# Natural-language object grounding data
BEGIN
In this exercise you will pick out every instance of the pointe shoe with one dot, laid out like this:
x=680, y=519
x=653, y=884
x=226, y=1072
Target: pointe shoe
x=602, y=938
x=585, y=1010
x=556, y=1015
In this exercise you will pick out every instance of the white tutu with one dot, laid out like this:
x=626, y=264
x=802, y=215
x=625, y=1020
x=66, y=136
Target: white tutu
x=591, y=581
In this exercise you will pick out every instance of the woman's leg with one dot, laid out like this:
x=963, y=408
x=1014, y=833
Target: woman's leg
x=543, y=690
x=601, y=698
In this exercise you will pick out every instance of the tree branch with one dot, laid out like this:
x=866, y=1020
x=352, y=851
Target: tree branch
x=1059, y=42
END
BEGIN
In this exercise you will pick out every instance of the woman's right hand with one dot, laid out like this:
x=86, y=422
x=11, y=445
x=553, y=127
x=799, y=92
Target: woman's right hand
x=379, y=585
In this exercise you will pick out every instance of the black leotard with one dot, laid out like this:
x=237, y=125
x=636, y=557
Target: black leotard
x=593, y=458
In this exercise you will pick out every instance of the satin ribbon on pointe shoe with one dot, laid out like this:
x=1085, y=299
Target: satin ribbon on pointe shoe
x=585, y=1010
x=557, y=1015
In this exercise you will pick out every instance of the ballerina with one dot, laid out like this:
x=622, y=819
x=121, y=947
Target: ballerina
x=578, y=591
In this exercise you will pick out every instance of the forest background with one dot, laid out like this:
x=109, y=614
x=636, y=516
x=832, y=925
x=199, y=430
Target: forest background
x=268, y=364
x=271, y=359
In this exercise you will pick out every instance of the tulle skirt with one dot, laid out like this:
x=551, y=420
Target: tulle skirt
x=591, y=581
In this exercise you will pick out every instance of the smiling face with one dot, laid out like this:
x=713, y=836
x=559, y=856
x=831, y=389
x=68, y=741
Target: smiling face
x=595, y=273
END
BEGIN
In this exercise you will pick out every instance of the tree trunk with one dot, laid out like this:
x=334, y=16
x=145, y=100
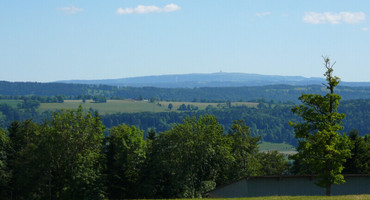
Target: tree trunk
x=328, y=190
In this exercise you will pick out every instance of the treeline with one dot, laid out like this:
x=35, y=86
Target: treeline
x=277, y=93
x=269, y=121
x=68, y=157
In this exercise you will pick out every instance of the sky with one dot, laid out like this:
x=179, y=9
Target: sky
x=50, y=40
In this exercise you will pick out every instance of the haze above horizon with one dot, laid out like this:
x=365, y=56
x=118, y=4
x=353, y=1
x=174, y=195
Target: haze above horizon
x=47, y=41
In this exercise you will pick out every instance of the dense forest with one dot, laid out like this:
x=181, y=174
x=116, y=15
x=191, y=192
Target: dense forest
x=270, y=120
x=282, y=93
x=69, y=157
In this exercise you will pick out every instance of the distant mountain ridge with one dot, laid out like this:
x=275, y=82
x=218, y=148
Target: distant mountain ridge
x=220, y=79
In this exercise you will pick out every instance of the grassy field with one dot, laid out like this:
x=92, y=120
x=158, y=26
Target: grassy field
END
# WHAT IS REQUIRED
Nothing but the lines above, starting at the line that contains "x=334, y=16" and ending at the line that contains "Target: grassy field", should be given again, exactly and without the pictures.

# TASK RESPONSE
x=334, y=16
x=145, y=100
Target: tree trunk
x=328, y=190
In this exercise you will pick out every instance of the treeline with one dot, laid out like this:
x=35, y=86
Target: treeline
x=277, y=93
x=269, y=121
x=68, y=157
In this exercise you will pick out every instance of the sky with one dot, laid out like this:
x=179, y=9
Target: sky
x=50, y=40
In this exercise you will pick out every instance of the haze above horizon with one dot, laid out like this:
x=365, y=56
x=118, y=4
x=353, y=1
x=174, y=195
Target: haze above horizon
x=47, y=41
In this exercise you will pick out every instance of the dense forest with one dot, laid out like this:
x=181, y=174
x=116, y=15
x=191, y=192
Target: dense forest
x=270, y=120
x=282, y=93
x=69, y=157
In this exercise you will pick out every instance of the distant mountain ridge with one dot, laid out like this:
x=275, y=82
x=218, y=148
Target: distant mountain ridge
x=220, y=79
In this exercise you will pick out every instance of the grassy field with one dot, laid out like this:
x=92, y=120
x=158, y=26
Target: grassy field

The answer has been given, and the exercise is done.